## What is needed
Nothing but the lines from the one with "Rules. Find each instance of the white" to the final line should be returned, each exactly as it appears.

#### Listed entries

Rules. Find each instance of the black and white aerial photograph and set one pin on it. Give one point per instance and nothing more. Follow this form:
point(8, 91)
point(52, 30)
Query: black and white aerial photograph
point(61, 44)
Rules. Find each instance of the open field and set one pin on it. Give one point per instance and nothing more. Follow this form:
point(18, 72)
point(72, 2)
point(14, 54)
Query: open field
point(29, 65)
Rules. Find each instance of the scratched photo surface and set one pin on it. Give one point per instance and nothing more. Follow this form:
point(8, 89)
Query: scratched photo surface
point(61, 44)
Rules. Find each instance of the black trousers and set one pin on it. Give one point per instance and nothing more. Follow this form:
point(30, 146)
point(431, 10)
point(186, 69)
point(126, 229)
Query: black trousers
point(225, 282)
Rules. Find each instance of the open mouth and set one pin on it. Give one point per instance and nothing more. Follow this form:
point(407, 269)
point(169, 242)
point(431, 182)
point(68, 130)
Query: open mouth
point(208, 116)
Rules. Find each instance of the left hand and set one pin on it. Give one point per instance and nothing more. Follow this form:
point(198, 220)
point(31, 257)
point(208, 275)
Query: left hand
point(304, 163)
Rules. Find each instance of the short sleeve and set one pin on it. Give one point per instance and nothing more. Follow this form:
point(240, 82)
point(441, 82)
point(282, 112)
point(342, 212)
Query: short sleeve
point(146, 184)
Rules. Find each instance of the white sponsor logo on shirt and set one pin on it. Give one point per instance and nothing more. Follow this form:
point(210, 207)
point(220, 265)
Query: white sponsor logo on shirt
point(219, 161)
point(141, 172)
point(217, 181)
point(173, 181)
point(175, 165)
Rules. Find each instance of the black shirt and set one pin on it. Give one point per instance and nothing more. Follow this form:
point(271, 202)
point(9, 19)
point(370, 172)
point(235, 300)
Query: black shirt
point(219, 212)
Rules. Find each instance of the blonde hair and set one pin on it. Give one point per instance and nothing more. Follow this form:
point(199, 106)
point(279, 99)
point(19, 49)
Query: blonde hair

########

## Solution to this problem
Rules. Find each instance of the white sponsor logo on shirt and set one pin on it. Give one point per instance and nothing more. Follow this form:
point(210, 207)
point(220, 265)
Query: white sponsor logo on shirt
point(219, 161)
point(141, 172)
point(217, 181)
point(173, 181)
point(175, 165)
Rules. Find each instance of the black shirt and set one pin on it. Give one point per instance and nothing more. Follow this form:
point(271, 202)
point(9, 19)
point(370, 172)
point(235, 300)
Query: black shirt
point(219, 212)
Rules. Find each instance of the blonde hair and set one pin on it. Give one point per instance and nothing more. Follow this form:
point(199, 106)
point(279, 99)
point(19, 49)
Query: blonde hair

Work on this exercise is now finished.